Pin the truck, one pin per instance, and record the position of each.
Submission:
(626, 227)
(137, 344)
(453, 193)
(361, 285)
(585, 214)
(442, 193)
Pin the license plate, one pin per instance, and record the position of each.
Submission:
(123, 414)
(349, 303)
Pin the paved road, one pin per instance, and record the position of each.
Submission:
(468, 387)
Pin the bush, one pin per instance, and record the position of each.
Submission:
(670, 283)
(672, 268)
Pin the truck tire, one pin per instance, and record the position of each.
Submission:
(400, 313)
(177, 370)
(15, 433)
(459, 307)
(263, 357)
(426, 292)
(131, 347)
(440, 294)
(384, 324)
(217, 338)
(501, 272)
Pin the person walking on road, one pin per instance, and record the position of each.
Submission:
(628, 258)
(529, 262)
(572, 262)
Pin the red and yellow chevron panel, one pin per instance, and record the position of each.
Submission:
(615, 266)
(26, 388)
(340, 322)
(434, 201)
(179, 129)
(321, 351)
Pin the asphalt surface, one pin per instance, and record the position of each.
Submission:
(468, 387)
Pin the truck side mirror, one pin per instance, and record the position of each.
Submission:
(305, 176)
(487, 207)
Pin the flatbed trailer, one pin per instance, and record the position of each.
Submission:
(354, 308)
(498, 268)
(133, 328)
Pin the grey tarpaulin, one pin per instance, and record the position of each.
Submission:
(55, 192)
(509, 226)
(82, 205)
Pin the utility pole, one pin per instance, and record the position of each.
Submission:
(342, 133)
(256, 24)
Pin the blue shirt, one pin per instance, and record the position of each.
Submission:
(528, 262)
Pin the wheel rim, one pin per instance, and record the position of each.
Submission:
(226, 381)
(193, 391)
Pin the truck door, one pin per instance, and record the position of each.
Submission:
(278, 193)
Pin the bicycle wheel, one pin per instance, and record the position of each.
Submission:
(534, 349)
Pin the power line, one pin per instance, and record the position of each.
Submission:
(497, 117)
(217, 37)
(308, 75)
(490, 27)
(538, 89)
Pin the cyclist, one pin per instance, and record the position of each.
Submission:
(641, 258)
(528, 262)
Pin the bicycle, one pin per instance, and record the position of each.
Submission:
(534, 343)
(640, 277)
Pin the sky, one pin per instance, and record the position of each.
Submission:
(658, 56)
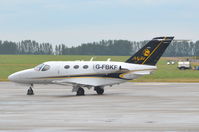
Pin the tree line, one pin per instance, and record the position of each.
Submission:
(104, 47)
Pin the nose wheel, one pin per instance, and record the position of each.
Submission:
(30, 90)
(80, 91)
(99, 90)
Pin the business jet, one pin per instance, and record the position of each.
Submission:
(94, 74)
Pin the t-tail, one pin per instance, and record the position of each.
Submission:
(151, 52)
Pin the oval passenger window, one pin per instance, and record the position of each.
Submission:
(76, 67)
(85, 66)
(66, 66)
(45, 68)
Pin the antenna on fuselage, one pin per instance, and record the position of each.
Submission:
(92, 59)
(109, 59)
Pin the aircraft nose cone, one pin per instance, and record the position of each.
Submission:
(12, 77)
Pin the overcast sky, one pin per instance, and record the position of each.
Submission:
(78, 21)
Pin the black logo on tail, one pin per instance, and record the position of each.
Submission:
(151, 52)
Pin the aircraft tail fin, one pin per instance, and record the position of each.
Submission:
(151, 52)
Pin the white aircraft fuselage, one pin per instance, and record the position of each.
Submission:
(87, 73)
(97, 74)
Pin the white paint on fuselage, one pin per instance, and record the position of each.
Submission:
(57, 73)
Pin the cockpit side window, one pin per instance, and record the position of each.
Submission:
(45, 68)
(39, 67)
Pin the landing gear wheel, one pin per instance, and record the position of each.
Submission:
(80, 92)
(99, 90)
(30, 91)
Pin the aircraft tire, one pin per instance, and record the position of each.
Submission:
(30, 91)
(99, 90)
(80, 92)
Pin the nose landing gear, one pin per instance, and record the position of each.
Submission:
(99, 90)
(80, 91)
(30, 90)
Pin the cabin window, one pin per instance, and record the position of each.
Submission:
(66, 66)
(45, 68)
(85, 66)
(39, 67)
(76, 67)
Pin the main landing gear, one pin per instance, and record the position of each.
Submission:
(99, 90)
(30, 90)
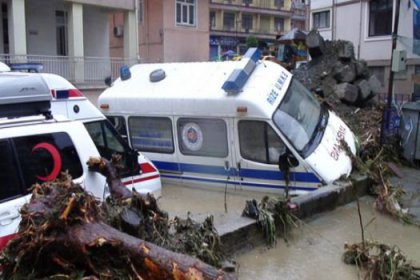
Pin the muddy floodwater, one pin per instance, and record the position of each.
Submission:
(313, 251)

::::::::::

Action item> In the listing above, how many lines hold the word "side"? Give the number and nothing more.

The answer> 2